*WHAT YOU SHOULD DO:* Nothing but the lines from the start of the records through the line that contains "x=1134, y=42" is to be copied, and each is to be copied exactly.

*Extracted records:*
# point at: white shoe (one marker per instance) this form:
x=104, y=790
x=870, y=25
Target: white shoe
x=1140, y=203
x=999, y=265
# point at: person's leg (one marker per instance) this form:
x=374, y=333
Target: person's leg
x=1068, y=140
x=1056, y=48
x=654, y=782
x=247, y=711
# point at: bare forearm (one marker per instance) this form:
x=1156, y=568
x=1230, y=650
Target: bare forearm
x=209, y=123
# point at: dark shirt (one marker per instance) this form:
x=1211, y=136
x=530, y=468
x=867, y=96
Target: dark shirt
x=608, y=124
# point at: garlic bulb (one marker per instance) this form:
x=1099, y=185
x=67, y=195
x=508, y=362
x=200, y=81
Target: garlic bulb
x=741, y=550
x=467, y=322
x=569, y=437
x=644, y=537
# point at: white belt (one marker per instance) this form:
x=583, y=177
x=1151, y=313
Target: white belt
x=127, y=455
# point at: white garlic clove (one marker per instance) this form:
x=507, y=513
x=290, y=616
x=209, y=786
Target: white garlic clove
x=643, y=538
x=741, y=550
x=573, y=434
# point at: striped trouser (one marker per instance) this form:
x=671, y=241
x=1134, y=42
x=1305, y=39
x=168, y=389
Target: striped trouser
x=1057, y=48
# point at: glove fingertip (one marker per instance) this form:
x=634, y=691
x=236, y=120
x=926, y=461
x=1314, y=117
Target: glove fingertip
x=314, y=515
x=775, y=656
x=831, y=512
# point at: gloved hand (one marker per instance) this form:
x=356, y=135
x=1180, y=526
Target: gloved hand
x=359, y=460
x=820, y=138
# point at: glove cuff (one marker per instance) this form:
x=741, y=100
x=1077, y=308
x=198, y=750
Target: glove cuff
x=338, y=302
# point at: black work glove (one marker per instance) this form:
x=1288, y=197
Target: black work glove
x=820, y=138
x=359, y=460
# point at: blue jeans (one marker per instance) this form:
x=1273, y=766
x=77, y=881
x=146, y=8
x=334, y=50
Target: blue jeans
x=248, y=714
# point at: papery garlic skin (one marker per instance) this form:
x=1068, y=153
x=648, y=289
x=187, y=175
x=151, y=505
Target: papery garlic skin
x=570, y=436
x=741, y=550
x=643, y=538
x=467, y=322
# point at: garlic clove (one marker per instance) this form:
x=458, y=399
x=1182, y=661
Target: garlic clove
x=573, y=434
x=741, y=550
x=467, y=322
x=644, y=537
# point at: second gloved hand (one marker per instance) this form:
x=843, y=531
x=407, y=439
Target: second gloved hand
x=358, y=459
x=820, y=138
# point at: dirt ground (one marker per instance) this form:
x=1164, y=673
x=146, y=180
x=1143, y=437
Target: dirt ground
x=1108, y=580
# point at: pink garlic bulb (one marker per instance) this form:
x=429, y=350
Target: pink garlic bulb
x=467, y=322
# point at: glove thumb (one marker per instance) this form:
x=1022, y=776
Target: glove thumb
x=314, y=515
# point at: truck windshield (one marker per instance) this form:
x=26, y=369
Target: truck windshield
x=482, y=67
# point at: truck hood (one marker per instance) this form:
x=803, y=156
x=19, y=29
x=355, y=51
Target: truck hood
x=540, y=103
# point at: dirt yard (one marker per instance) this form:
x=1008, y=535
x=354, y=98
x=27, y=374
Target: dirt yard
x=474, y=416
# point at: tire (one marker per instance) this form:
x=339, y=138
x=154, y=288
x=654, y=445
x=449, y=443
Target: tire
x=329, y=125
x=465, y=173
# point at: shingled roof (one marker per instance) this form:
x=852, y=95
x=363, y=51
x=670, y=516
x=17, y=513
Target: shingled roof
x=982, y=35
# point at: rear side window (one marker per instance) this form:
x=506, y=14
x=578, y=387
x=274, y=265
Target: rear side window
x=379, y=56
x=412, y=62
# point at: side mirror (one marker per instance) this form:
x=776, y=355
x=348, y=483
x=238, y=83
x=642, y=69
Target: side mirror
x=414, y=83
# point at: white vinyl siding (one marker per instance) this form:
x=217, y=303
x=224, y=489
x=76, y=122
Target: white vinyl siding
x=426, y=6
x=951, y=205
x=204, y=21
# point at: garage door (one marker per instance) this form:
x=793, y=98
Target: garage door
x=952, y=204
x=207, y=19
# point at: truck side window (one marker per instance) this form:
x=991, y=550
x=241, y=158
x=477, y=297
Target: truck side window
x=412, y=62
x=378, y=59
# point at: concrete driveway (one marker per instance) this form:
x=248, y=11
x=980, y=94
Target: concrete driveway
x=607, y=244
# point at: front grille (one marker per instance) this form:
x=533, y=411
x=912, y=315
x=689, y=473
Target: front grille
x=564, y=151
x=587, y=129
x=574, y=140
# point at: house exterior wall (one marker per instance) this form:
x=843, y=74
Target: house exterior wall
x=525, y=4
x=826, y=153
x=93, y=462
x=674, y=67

*SOLVED PROBLEM:*
# point at: white shoe (one marker per instance) this form:
x=104, y=790
x=870, y=25
Target: white shoe
x=1140, y=203
x=999, y=265
# point at: person's leg (one marker per instance) this form:
x=374, y=333
Target: person's leg
x=1068, y=140
x=1056, y=48
x=654, y=782
x=247, y=711
# point at: bare forearm (one marker per instance) this form:
x=1156, y=568
x=1230, y=650
Target: bare forearm
x=209, y=123
# point at: dark shirt (one marker per instance) this form:
x=1211, y=136
x=530, y=468
x=867, y=96
Target: dark shirt
x=608, y=124
# point at: garlic bulb (one marker per instance) this form:
x=1099, y=185
x=67, y=195
x=508, y=362
x=200, y=81
Target: garlic bulb
x=741, y=550
x=467, y=322
x=569, y=437
x=644, y=537
# point at: white belt (one marker per instance) this form:
x=583, y=177
x=1151, y=313
Target: white belt
x=127, y=455
# point at: white garlic clove (one marker per instance) this form:
x=507, y=513
x=290, y=616
x=209, y=786
Target: white garlic clove
x=643, y=538
x=741, y=550
x=573, y=434
# point at: striped trouser (one marker per instance) this form:
x=671, y=241
x=1134, y=42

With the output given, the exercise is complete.